The first one is implemented with fgetc()&fputc() so it will be very slow. However it works fine because it checks for EOF so it will wait until cat (or any shell invocation I use) finishes its job.
The second one is faster, but I'm concerned that I don't check for EOF so if there is any moment when the pipe is empty (but the shell invocation hasn't finished, so may not be empty in the future), it will close the pipe and end.
The third implementation is what I would like to do, and it relatively works (all the text is received by less), but for some reason it gets stuck and doesn't close the pipe (seems like it never gets the EOF).
EDIT: Third implementation is buggy. Fourth tries to solve the bug, but now less doesn't receive anything.
How should this be properly done?

First of all, to say that I think you are having problems more with buffering, than with efficiency. That is a common problem when first dealing with the stdio package.
Second, the best (and simplest) implementation of a simple data copier from input to output is the following snippet (copied from K&R first ed.).
while((c = fgetc(input)) != EOF)
fputc(c, output);
(well, not a literal copy, as there, K&R use stdin and stdout as FILE* descriptors, and they use the simpler getchar(); and putchar(c); calls.) When you try to do better than this, normally you incur in some false assumptions, as the fallacy of the lack of buffering or the number of system calls.
stdio does full buffering when the standard output is a pipe (indeed, it does full buffering always except when the file descriptor gives true to the isatty(3) function call), so you should do, in the case you want to see the output as soon as it is available, at least, no output buffering (with something like setbuf(out, NULL);, or fflush()) your output at some point, so it doesn't get buffered in the output while you are waiting in the input for more data.

Point-labeling examples
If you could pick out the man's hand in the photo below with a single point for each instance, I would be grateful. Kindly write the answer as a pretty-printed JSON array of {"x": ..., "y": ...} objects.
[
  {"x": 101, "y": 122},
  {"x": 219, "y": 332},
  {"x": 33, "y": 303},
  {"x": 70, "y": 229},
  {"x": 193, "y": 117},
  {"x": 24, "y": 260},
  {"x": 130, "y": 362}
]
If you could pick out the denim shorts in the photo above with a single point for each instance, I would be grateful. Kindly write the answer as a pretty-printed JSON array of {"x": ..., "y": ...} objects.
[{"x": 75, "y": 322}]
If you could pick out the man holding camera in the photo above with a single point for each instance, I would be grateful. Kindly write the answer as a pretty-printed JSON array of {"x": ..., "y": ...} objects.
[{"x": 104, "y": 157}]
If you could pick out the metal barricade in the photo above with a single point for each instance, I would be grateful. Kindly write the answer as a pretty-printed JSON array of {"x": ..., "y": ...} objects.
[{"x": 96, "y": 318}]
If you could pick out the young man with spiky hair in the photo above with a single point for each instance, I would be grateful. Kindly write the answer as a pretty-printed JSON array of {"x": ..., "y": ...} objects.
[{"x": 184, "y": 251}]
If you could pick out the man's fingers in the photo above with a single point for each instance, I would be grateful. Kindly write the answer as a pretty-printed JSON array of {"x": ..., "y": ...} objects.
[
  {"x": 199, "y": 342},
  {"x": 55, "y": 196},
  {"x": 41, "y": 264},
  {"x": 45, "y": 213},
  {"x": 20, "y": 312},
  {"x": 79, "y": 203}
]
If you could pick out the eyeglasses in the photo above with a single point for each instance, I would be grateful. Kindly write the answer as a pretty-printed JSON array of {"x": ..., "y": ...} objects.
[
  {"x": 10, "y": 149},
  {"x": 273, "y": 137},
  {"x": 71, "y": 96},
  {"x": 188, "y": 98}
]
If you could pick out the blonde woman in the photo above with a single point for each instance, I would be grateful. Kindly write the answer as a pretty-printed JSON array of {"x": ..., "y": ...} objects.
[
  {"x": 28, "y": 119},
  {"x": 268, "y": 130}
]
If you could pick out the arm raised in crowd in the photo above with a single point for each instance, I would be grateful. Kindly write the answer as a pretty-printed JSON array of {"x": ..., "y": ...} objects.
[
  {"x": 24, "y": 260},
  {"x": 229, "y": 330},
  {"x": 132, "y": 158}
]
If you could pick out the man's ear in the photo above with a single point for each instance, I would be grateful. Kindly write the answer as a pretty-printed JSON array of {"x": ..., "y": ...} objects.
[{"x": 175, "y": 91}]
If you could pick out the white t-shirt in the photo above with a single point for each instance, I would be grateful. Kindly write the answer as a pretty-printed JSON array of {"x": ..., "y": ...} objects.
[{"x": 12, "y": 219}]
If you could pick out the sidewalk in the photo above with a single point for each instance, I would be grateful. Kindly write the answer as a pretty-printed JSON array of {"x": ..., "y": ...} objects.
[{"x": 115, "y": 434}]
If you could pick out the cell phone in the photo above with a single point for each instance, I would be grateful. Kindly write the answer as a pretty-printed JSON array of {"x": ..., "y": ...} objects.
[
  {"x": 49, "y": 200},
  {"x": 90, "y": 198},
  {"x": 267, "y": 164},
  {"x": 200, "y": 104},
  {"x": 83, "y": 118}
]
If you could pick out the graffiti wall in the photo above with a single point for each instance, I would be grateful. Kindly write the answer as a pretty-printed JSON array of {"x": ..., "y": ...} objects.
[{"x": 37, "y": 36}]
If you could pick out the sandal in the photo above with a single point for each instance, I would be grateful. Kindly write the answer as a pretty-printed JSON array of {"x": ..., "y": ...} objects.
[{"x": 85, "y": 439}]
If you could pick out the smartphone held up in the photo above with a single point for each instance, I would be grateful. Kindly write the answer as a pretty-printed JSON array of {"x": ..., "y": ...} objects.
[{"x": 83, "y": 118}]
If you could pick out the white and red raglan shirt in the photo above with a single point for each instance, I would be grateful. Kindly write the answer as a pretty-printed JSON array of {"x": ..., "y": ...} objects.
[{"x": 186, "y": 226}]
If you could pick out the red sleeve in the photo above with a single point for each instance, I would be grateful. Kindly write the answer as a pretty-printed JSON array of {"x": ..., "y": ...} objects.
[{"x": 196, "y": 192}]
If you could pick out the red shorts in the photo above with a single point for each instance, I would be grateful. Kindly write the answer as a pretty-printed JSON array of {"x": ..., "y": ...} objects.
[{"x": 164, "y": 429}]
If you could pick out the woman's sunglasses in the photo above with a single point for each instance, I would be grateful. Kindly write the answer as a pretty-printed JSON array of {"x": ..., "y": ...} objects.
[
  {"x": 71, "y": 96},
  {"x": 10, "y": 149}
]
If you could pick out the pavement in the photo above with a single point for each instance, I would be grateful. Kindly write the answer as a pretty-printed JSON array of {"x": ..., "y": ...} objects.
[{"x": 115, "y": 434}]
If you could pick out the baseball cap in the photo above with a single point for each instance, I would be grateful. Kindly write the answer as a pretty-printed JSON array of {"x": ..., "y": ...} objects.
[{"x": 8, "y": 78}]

Aim 1: Rewrite the pipe-copying thread from "The first one" to "doesn't receive anything.", with "FIFO" in place of "pipe".
Aim 2: How many lines of the records contain the string "shirt"? Give only the number.

Complete response 1:
The first one is implemented with fgetc()&fputc() so it will be very slow. However it works fine because it checks for EOF so it will wait until cat (or any shell invocation I use) finishes its job.
The second one is faster, but I'm concerned that I don't check for EOF so if there is any moment when the FIFO is empty (but the shell invocation hasn't finished, so may not be empty in the future), it will close the FIFO and end.
The third implementation is what I would like to do, and it relatively works (all the text is received by less), but for some reason it gets stuck and doesn't close the FIFO (seems like it never gets the EOF).
EDIT: Third implementation is buggy. Fourth tries to solve the bug, but now less doesn't receive anything.

Complete response 2: 2